EXERCISE TEXT
>>>>
Few communities can match Squamish's smorgasbord of outdoor activity: there's hiking, climbing, boarding, biking, paddling, golf, and for the culturally inclined, there's the Squamish Farmers' Market, the Constellation Festival, and the numerous civic festivals centred around Junction Park and O'Siyam Pavillion.
But while Squamish may be hardwired for outdoor adventure, its indoor entertainments generate little excitement.
The first half of this year provided many opportunities to reflect. A lengthy dry spell in the alpine made skiing a relatively dull affair; then, mountain biking season was delayed by a cold, wet "spring," which will also affect summer hiking and river activities.
Last year's heat waves demonstrated that even sunny weather doesn't necessarily facilitate great outdoor recreation.
So why is there so little to do inside? Or after dark? Squamish is as dull indoors as it is adventurous outdoors. We have no movie theatre, and very limited venues for enjoying or staging live events. While other British Columbians grumbled about Dr. Bonnie Henry's extended ban on public dancing, Squamish barely noticed, because we were already basically the town from Footloose, albeit with superior breweries. COVID-19 lockdowns did not faze us, because we practice self-isolation every November and "June-uary." And often August, if it's a bad fire year.
True, most people choose to visit or live in Squamish specifically because of its exceptional outdoor opportunities. But many comparably-sized communities in our province illustrate that it's not a dichotomy, like a 1980s college comedy where every character must be either a jock or a nerd: in places like Whistler, Nelson, and Comox/Courtenay, residents and visitors enjoy a full complement of indoor and outdoor leisure pursuits, thanks in large part to their superior amenities — and more diversified local economies as a result.
Squamish can and should seek to put itself on the map as a cultural destination, not just a natural one. Not simply to provide adventure on rainy weekends but also to develop and showcase the abundant local talent. Squamish is home to many talented artists, designers, musicians, and filmmakers who are renowned outside Squamish, but relatively anonymous within it because they need to leave town to exhibit, perform, and market their work.
<<<<
Entries drawn from a collection
>>>>
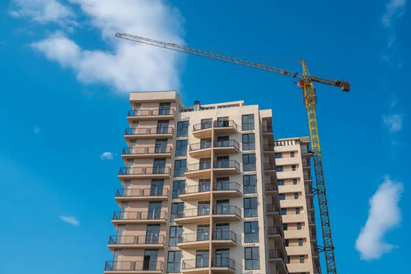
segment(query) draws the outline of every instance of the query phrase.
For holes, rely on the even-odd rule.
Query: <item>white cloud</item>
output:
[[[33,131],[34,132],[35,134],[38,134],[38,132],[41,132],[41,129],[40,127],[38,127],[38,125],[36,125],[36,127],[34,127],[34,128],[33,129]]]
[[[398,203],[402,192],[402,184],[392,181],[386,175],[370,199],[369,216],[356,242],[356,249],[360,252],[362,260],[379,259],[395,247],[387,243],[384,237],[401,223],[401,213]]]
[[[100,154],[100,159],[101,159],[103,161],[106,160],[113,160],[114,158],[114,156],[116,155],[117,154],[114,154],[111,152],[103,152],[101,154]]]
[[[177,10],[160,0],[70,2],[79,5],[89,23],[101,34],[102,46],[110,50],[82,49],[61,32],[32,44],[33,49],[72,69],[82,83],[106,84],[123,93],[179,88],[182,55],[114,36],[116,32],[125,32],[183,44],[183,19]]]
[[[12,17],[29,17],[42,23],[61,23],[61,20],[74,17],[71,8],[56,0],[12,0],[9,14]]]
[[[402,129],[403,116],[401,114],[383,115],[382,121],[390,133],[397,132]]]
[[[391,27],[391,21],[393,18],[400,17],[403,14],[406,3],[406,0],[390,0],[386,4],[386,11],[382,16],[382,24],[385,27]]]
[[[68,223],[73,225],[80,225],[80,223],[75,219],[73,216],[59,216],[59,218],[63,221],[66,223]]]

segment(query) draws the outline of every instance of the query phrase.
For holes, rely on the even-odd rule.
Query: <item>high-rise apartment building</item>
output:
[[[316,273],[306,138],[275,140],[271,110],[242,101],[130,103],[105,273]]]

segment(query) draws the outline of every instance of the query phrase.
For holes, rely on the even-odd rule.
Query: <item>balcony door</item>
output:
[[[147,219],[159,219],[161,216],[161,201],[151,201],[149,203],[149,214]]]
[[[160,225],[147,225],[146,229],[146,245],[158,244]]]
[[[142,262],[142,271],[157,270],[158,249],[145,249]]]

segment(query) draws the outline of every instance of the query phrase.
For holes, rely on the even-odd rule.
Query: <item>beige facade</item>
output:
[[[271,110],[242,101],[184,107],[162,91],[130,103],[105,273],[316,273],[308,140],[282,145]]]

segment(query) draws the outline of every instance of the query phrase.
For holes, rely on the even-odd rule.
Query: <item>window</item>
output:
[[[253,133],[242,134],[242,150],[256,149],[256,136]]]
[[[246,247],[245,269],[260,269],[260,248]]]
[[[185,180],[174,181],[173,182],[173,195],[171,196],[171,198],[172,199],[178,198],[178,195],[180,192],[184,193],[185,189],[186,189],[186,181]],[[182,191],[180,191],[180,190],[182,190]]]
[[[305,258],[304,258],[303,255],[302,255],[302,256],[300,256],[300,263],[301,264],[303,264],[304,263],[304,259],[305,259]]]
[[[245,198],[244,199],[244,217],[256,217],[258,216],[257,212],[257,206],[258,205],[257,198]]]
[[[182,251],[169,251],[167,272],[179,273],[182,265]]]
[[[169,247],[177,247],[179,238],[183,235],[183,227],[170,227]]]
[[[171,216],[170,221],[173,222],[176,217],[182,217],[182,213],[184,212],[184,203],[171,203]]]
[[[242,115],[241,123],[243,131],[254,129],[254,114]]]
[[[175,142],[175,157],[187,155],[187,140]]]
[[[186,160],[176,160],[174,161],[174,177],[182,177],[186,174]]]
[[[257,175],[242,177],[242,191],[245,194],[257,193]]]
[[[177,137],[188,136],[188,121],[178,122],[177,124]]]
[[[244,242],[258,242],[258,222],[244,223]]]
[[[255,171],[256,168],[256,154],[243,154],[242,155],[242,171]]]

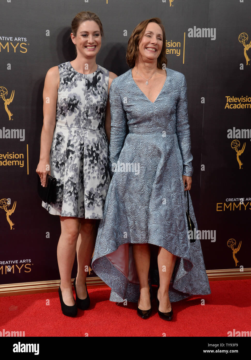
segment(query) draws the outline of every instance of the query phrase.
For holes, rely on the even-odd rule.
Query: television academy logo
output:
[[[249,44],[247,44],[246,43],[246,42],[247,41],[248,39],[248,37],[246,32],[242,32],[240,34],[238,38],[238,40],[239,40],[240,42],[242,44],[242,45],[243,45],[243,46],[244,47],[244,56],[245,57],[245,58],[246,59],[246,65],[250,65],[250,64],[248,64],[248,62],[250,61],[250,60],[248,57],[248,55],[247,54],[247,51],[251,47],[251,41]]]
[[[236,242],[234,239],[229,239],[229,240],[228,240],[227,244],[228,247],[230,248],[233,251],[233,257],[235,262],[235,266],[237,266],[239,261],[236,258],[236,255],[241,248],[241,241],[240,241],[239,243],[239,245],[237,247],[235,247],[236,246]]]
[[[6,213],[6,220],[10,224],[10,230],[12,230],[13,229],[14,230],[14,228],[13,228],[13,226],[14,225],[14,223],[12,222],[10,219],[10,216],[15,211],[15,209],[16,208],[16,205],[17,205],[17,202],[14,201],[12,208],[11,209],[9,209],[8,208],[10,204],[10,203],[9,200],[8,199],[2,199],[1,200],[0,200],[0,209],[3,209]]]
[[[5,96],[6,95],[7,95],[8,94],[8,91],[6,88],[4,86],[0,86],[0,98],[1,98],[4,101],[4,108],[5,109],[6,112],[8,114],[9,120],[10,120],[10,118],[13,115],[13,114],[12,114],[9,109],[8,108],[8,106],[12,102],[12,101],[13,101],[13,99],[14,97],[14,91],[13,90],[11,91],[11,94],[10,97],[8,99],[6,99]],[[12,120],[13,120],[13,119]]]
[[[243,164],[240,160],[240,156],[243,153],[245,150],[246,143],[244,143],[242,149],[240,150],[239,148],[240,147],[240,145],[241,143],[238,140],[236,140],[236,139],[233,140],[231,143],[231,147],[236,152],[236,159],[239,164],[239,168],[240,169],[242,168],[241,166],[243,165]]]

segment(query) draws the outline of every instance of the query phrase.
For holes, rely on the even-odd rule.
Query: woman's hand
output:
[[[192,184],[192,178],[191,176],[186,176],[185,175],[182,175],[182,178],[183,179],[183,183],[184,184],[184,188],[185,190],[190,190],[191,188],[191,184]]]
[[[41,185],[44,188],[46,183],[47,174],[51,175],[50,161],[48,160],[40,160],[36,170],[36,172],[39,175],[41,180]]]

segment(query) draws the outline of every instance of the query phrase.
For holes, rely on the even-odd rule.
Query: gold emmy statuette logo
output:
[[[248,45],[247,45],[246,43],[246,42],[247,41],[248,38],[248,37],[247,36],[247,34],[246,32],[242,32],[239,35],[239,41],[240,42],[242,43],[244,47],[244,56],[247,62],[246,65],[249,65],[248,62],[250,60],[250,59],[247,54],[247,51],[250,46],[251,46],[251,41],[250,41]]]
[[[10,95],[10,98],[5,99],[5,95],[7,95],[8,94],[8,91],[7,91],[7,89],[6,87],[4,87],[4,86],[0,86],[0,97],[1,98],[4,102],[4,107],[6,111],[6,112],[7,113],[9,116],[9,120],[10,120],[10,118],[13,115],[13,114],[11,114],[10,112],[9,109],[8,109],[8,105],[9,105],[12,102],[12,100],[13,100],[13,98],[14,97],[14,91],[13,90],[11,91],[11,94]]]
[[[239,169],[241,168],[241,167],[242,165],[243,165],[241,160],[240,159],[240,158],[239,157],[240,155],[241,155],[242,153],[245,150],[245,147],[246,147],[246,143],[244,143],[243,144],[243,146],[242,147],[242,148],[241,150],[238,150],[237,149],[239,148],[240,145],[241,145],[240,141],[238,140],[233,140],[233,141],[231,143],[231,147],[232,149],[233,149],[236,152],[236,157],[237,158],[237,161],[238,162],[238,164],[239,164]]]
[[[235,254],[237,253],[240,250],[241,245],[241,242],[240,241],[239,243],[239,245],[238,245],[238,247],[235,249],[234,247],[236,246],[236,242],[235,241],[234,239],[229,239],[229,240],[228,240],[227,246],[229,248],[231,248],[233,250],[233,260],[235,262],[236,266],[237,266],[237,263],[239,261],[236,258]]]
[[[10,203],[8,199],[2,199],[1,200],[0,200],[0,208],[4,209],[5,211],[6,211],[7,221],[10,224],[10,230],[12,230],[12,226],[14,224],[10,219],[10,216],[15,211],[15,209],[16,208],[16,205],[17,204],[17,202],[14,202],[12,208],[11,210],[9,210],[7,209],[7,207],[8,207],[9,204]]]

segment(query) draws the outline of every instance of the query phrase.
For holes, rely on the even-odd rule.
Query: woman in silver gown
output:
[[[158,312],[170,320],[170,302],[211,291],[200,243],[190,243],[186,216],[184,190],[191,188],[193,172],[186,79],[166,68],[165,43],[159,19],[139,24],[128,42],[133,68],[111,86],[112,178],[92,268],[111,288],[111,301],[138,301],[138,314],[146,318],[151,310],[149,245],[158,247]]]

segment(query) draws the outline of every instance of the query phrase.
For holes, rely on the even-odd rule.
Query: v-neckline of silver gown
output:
<<<<
>>>>
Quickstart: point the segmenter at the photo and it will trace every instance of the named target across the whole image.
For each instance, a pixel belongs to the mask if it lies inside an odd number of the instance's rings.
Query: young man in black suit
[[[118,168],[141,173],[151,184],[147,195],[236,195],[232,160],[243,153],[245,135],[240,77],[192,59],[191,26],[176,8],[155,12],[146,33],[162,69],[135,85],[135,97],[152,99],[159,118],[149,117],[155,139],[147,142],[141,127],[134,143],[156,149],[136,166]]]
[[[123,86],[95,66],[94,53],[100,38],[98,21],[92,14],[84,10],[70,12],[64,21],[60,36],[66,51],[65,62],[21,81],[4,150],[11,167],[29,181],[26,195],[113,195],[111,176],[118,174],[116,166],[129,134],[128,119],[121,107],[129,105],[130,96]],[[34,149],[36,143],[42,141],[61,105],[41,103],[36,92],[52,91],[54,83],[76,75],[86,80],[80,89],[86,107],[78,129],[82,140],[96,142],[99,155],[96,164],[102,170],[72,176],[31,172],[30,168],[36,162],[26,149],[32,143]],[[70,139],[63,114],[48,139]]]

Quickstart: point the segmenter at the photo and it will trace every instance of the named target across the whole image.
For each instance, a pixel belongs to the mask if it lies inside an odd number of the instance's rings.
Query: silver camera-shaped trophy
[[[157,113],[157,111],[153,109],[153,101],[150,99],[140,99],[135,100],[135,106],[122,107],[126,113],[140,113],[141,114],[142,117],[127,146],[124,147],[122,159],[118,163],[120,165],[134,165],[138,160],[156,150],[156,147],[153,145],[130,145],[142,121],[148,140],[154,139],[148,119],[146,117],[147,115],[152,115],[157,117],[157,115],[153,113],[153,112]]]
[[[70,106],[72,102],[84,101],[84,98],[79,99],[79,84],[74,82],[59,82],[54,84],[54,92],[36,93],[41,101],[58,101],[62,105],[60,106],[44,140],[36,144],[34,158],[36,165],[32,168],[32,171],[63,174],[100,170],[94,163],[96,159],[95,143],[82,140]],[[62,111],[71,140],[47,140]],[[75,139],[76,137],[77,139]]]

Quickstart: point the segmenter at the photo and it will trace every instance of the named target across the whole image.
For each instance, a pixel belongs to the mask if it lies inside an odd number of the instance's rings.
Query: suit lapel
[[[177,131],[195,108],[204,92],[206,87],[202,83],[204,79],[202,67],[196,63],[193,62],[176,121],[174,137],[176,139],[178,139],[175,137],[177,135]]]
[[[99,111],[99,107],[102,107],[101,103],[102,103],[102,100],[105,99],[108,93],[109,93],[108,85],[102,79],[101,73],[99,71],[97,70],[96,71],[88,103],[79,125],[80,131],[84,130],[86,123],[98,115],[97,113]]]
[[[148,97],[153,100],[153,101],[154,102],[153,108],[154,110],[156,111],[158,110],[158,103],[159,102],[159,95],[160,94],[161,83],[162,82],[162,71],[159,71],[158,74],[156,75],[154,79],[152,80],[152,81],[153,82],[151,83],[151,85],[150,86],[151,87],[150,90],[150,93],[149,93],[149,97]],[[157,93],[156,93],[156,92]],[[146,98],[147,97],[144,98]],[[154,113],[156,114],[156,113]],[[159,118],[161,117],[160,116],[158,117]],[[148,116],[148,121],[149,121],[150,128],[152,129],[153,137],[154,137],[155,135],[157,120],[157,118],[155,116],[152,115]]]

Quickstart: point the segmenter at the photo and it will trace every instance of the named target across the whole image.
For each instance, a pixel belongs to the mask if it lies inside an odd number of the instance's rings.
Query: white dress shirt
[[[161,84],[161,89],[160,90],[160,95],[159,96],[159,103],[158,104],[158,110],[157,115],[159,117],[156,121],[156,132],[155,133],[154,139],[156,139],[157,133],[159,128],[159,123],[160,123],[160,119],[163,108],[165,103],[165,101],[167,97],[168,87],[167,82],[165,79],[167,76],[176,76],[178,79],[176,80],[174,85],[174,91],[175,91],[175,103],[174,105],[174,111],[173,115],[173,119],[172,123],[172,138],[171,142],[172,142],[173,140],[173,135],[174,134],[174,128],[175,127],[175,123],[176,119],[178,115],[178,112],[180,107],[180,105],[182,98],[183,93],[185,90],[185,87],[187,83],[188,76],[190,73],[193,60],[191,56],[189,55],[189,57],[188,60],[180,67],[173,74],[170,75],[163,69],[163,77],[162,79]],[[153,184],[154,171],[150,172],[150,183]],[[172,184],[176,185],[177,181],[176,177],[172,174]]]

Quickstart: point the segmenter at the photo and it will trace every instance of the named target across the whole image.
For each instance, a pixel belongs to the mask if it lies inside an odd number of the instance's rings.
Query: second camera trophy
<<<<
>>>>
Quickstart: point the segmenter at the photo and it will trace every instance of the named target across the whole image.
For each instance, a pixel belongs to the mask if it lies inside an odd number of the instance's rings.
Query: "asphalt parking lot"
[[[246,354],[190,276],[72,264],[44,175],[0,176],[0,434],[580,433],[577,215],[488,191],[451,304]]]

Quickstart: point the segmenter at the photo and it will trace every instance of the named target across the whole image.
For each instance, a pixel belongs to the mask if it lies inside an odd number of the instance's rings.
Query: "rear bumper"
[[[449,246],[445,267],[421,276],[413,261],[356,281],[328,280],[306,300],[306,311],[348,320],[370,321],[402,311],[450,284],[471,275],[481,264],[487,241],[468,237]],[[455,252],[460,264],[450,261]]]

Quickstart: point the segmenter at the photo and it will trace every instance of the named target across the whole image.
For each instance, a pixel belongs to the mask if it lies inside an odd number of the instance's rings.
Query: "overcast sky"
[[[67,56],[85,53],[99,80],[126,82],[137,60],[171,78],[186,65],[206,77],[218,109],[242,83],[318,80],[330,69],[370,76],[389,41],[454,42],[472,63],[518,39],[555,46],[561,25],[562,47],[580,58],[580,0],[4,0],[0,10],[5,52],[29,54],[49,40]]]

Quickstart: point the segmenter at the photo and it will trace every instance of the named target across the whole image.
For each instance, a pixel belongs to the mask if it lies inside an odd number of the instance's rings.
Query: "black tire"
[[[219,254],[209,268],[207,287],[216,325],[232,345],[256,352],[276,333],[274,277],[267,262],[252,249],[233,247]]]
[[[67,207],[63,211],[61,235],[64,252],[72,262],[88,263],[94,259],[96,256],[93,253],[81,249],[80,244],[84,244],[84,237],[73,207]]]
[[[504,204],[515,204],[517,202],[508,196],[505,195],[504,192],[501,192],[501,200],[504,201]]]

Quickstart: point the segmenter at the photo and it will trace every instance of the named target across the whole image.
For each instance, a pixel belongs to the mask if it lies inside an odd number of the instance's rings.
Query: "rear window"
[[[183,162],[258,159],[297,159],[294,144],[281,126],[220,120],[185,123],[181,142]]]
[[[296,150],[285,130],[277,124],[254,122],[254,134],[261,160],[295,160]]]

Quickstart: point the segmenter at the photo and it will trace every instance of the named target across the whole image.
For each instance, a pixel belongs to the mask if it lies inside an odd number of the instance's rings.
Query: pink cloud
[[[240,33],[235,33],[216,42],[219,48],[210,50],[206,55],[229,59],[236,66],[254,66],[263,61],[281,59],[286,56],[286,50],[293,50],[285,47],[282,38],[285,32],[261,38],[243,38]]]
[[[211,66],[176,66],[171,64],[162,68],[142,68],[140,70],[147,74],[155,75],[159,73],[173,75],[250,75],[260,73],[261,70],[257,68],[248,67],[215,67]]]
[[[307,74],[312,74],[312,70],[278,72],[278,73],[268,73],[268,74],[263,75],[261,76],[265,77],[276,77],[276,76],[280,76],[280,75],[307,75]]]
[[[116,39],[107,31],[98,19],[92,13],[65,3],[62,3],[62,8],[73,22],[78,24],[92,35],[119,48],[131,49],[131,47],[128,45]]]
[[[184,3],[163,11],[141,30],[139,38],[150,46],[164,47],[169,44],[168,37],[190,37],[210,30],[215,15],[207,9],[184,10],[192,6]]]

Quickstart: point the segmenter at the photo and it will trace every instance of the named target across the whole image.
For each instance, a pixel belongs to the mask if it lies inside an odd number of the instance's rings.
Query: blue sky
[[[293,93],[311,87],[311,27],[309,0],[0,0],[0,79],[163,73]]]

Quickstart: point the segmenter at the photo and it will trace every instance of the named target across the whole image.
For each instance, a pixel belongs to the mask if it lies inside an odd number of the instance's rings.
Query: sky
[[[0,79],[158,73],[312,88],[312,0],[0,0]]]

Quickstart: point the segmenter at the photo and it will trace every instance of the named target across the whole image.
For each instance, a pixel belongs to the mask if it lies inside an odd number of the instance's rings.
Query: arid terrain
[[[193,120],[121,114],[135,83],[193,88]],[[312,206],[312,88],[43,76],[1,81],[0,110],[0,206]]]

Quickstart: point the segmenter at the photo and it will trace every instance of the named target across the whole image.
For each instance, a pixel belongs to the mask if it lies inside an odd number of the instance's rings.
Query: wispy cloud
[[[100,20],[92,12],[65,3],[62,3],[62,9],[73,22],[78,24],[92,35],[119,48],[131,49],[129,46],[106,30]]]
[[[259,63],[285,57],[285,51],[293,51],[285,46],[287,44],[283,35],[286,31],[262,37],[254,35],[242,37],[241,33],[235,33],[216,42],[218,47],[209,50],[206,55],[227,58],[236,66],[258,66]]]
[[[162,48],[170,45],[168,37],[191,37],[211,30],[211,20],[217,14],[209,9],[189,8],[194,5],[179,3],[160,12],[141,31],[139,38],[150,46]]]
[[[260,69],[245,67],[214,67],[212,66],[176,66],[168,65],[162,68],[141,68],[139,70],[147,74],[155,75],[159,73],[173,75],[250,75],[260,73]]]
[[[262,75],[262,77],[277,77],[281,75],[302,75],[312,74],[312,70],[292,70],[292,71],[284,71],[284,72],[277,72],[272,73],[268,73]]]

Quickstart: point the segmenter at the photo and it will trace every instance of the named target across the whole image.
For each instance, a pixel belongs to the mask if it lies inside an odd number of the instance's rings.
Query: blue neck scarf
<<<<
BRIEF
Which comparably sized British Columbia communities does the passage about Squamish name as offering a full complement of indoor and outdoor leisure pursuits? These records have no connection to the passage about Squamish.

EXERCISE RESPONSE
Whistler, Nelson, and Comox/Courtenay.